### Article
I remember my first time. Unlike many hunters, I didn’t stalk her. In fact, she bumped into me. I was just strolling down the beach, collecting some bugs and BAM! There she was. Larger than life. I was a little scared, and I admit I tried to hide in a bush. She saw right through it. She chased me a bit since, well, I was hiding in a bush, but admittedly, she was also a predator. She wanted me, badly, and I kind of wanted her. We moved from the beach to the forest and even went on a bit of a mountain hike where I was finally able to mount her. I gave a few quick stabs before pulling out my big sword, deeply penetrating her and finally cutting off her tail. Tail cutting is kind of what I’m into…
…eh? I’m talking about my experience in Monster Hunter World, of course. Although, come to think of it, some of the monsters are kind of sexy if you really think about it. You do want to think about it? Well, considering the season, I guess I can we can try a top ten of the sexiest monsters of Monster Hunter World. I’ve already consulted with one of our sexperts and veteran hunters, Matt Daniel. We had some deep(ly uncomfortable) conversations about criteria and decided to rely on our… um, “gut” instinct. I’ll be going beyond looks and dip into monster personality plus kink factors. There won’t be any discrimination between newcomers or old veterans, and all genders are welcome here. Just, um, no rotting flesh, no matter how great your personality is. Sorry, Odogaron.
10. Paolumu
Paol isn’t really sexy in a traditional sense. He’s small, cute, and quite fuzzy. Kind of like a cuddly little teddy bear, in bat form. Some people may find fuzzy and cuddly sexy, so who am I to judge? However, Paol puffs himself up in a balloonish fashion, trying to look big but fooling no one. A lack of confidence certainly takes away sexy points.
9. Pukei-Pukei
Pukei has some great features. Those colors. That tongue. The unique tail shape. Plenty of feathers. Did I mention that kinky tail is inflatable? And hey, she comes with a great pet name! However, that tail shoots poison mist. And she’ll spit poison everywhere. Those can be fixed with some antidotes and a trip to a hotel (sorry housekeeping!), but even worse, she loses points for wandering eyes. Nothing is worse than realizing your lover has one eye on you and the other one, well, literally scanning the room for her next partner and/or victim.
8. Jyuratodus
Jyura is mostly smooth. He’s the thick, muscular swimmer type that likes to coil up, wait till you feel safe and calm, and lunge at you to get your heart racing. Since he’s already into exploring thick fluids, you know he’s kinky, but he’s particularly into mud play.

### Raw data
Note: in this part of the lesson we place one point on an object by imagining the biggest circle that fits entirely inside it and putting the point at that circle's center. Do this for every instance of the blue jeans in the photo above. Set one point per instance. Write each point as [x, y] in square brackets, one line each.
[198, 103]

### Exercise 1
Answer these questions about the Monster Hunter World monster ranking, each on its own line:
(a) Which monster is ruled out because of rotting flesh?
(b) How does Paolumu try to look big?
(c) What kind of play is Jyuratodus particularly into?
### Exercise 2
Sum up the Monster Hunter World monster ranking in two sentences.
### Exercise 3
Resume the Monster Hunter World monster ranking from where it stops.

### Final result 1
(a) Odogaron
(b) He puffs himself up in a balloonish fashion.
(c) Mud play

### Final result 2
An opening that sounds like a romantic encounter turns out to describe a hunt in Monster Hunter World, and it leads into a top ten of the game's sexiest monsters, judged on looks, personality and kink factors. Paolumu, at number ten, loses points for a lack of confidence, Pukei-Pukei, at nine, loses points for her poison and wandering eyes, and Jyuratodus, at eight, is a thick, muscular swimmer who is into mud play.

### Final result 3
Not the gross mud, but actual, dirt-based mud. Like, really into it. So into it that you gotta beat mud off of him to get to his baby-smooth skin. That might be fun sometimes, but man, when all your encounters are going to be muddy, you start thinking more about the clean up than your next encounter. While Jyura’s face is kind of cute, the rest is probably too fishy for most people, and monsters. Good show, though, Jyura!
7. Great Jagras
They don’t call her Great-J for nothing! Look at that hair! Few monsters can throw back luscious locks like that! She’s got a sleek figure for the folks into fitness, but she also knows how to plump up for those of us who prefer them thick. Like Jyura, she loves to play in mud, plus she’ll call in friends to help. Nice!
However, when I say “she knows how to plump up,” I really should say she’s, um, not a chewer. I mean, in terms of eating. Have you ever had a date unhinge her jaw and gulp down a steak? Ew, no. Sorry, but Great J’s poor mealtime manners means you’ll pretty much only want to be with her in bed, and since you’re shallow like that, she’s gonna probably want to eat you. I mean literally, you’re dinner. Negative sexy points for potential partner consumption.
6. Anjanath
“Anja” was the first that struck me. As Matt pointed out, unlike a lot of monsters, she shows some skin. Just look at that bald head! Any woman who can rock that look has my, um, let’s say heart. She’s also got a stylish “fur coat” look about her, so she’s both punk and posh rolled up into one. She’s got a fiery temper to match her fire breath, is powerfully built, and has a ton of stamina. She seems like a good catch! However, she has this nose thing where it inflates like a hooded seal’s, and she leaves mucus everywhere. Maybe that’s hot in the animal kingdom so points there, but for humans, she loses a lot of sexy points.
Plus she bites. A lot.
5. Xeno’jiiva
There’s a reason we call him Big Xen. Look at this guy! He’s absolutely majestic, glows in the dark, and is partially translucent like a super sexy sex toy. He comes equipped with a blue flame for setting the mood, plenty of eyes to watch you, and he’s textured. Even his scales and spikes look safe and smooth. However, even for you size queens and kings, there is such a thing as “too much,” and if that doesn’t scare you away, his temper should. See, he’s anything but zen, freaking out and burning holes in his own lair all the time, then tripping in them. Short tempers and clumsiness aren’t sexy. Sorry, Xen!
4. Tobi-Kadachi
Tobi-Kadachi – it almost sounds like the name of a sex toy, right? “My girlfriend’s moving to Antartica for 6 months, but it’s OK since she imported me one of those Tobi-Kadachi from Japan!” Describing him only adds to the effect: smooth head, feathered tail, and slightly ribbed for your pleasure.
But it’s not just looks. No, Tobi’s got stamina and squirreliness with an electric personality that brings its own kind of kink. The only downsides are that squirrelly attitude can be kind of tiring, and Tobi’s more into hard electric play than the soft, gentle feather play. Ouch.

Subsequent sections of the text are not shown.